The Rain and Human Effort:
Though the Harappan culture is found in an arid, semi-desert zone, this is attributed to good rainfall. Scientists speak of adequate rainfall in the Harappan area in the third millennium BC. Once the rainfall reverted to its usual level, this adversely affected the Harappan settlements. Plant and animal remains from Inamgaon in Maharashtra suggest the onset of an extremely arid phase around 1000 BC that forced the farmers to desert their homes and take to pastoral nomadism.
Rainfall certainly helped human society in pursuing agriculture and founding settlements, but heavy rains during the tropical monsoon deterred people from regular work. Gautama Buddha used to suspend his mission of teaching Buddhism annually for four months during the rainy season and stay at such places as Rajagriha, Vaishali, and Shravasti for varsha-vasa.
He is said to have spent twenty-six rainy seasons in Shravasti. This idea still influences some people, and no marriages are performed in the rainy season, but today, unless the institutions are closed or their workers granted leave, people have to continue work despite heavy showers.
***
#### [Actions to take]
(1) List every place name that appears in the passage on rain and human effort.
(2) Reproduce the part of the passage on rain and human effort that starts with "Rainfall certainly helped" and goes on through "Shravasti for varsha-vasa.".
(3) Resume the passage on rain and human effort after its final sentence.
***
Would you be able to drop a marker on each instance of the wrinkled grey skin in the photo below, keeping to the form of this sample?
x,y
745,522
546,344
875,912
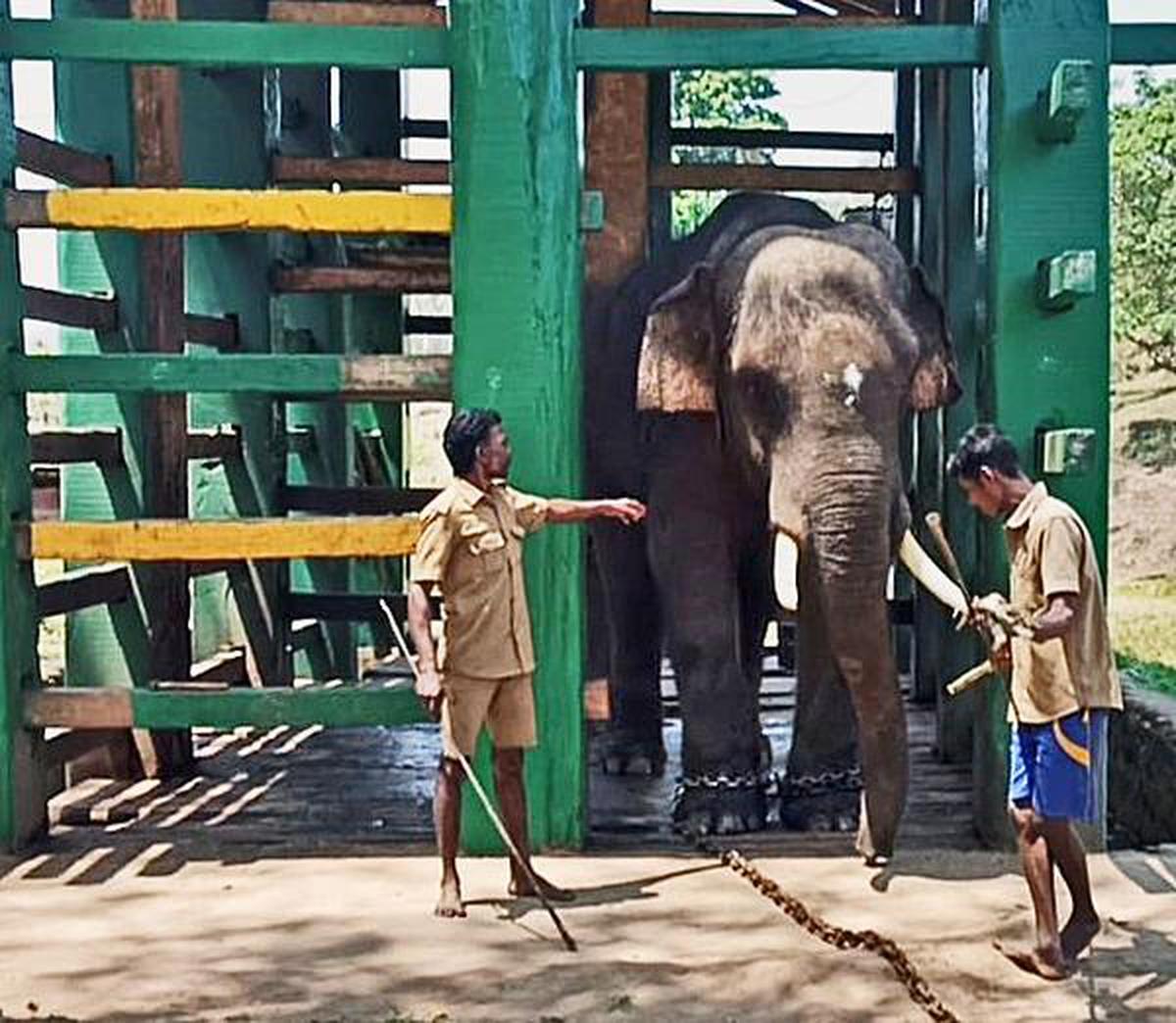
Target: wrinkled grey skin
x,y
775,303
***
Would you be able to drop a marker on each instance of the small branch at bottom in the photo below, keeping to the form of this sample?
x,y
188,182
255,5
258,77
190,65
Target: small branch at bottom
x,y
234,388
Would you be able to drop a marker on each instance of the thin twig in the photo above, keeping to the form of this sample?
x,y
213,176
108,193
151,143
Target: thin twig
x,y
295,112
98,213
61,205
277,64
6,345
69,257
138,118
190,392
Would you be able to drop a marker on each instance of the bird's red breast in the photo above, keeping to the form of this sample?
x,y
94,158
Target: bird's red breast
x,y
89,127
***
#### [Responses]
(1) Inamgaon, Maharashtra, Rajagriha, Vaishali, Shravasti

(2)
Rainfall certainly helped human society in pursuing agriculture and founding settlements, but heavy rains during the tropical monsoon deterred people from regular work. Gautama Buddha used to suspend his mission of teaching Buddhism annually for four months during the rainy season and stay at such places as Rajagriha, Vaishali, and Shravasti for varsha-vasa.

(3)
Some other natural hazards are far more catastrophic than heavy rainfall. They include floods, hurricanes, and earthquakes. We hear of a famine leading to the migration of some Jainas, in pre-Mauryan times from Magadh to south India. However, the researchers have yet to discover the sources that mention the natural hazards causing famines and other calamities.
Ancient Attitudes towards the Environment:
In ancient India, rivers came to be regarded as divine. The Rig Veda depicts the Sarasvati as a goddess. However, in post-Vedic times, the Ganga emerges as the mother goddess, and the tradition persists to this day. As both earth and water sustained plants and animals, they came to be considered mothers, though there is nothing to show that plans were devised to protect either of them.
Many trees and plants, including neem, pipal, vat, shami, and tulsi are considered sacred. That is also the case with herbs, including grass. All these are valued because of their medicinal properties, and therefore they are preserved and worshipped. The desire to protect large and small trees is expressed in various ancient texts, and it continues to this day. At the conclusion of large sacrifices and even ordinary rituals, priests and the common worshippers wish peace and prosperity (shanti) to forest trees and plants in general.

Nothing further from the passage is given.